Exercise task 1:
Can you reproduce all of the records that follow the forum thread below, word for word, leaving out the pictures?

Passage:

# # # # #

ANSI 117 doesn't necessarily mean the construction meets ADA.. having said that, the ADA (if I recall correctly), doesn't require a building owner to spend more than 20% of the construction cost for additional accessibility.  I point to my current jurisdiction where there are numerous offices on second floors (without elevators).. it was a business before, it's a business now.. and the building is 200 years old.

So, having said that.. where my favored nail place may be on the 2nd floor of one of these buildings, I may have to find one on the 1st floor.

Sueing the 2nd floor business will do nothing more than put money in my pocket (or put a tax revenue business out of business).. nothing to increase the accessibility of the space.


----------



## KZQuixote (Jan 2, 2011)

jar546 said:
			
		

> :  If you can't afford to do it right and compliant with all applicable laws then you cannot afford to do it....Ignorance to laws is not an excuse because you are trying to start a business.


Like the Avatar guy!

 I'm with you to a point, but we're still not connecting on the "creating the wealth" thing Are you suggesting that every entrepreneur should hire an accessibility consultant before deciding where his/her folks, who actually do the work, that adds the value, should work? If so where should that line item be placed in the business plan and how about the guy just over the AHJ's line where it don't matter any how?

# # # # #

Supplied information:
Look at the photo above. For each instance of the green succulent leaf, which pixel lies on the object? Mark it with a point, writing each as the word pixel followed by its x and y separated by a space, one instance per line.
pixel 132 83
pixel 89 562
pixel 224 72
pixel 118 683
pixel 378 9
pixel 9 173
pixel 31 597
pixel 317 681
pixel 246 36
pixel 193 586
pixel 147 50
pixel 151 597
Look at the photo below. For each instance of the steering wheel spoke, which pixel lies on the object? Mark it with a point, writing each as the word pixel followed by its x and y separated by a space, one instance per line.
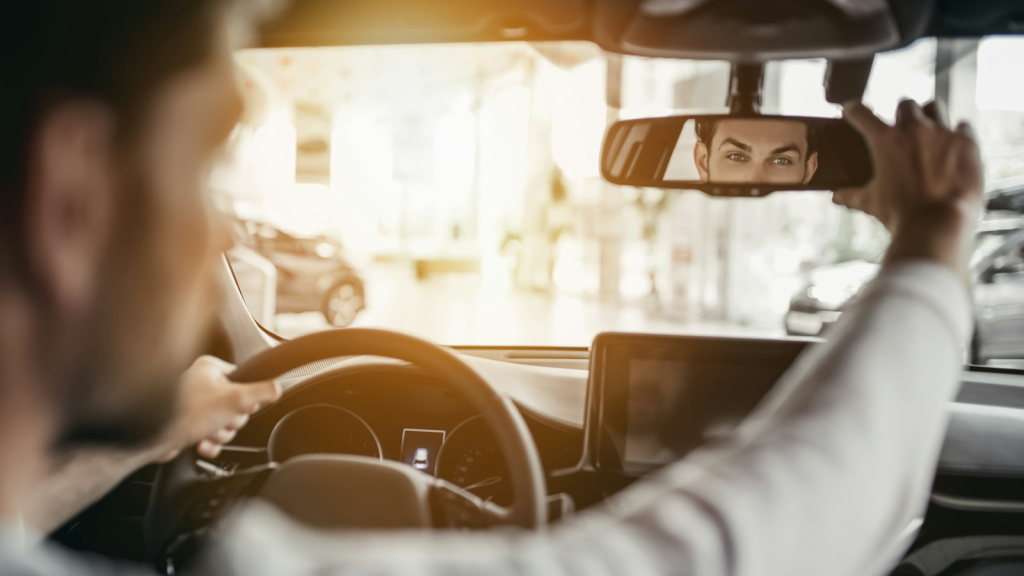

# # # # #

Exercise task 2:
Would you transcribe the forum thread above word for word, from "So, having said" up to and including "(Jan 2, 2011)"?

Exercise solution 1:
Look at the photo above. For each instance of the green succulent leaf, which pixel lies on the object? Mark it with a point, writing each as the word pixel followed by its x and y separated by a space, one instance per line.
pixel 132 83
pixel 89 562
pixel 224 72
pixel 118 683
pixel 378 9
pixel 9 173
pixel 31 597
pixel 317 681
pixel 246 36
pixel 193 586
pixel 147 50
pixel 151 597
Look at the photo below. For each instance of the steering wheel spoke, which pixel lies on the object? Mark it with a point, writing each as the word pixel followed by its x and y separated by a space, one instance per line.

Exercise solution 2:
So, having said that.. where my favored nail place may be on the 2nd floor of one of these buildings, I may have to find one on the 1st floor.

Sueing the 2nd floor business will do nothing more than put money in my pocket (or put a tax revenue business out of business).. nothing to increase the accessibility of the space.


----------



## KZQuixote (Jan 2, 2011)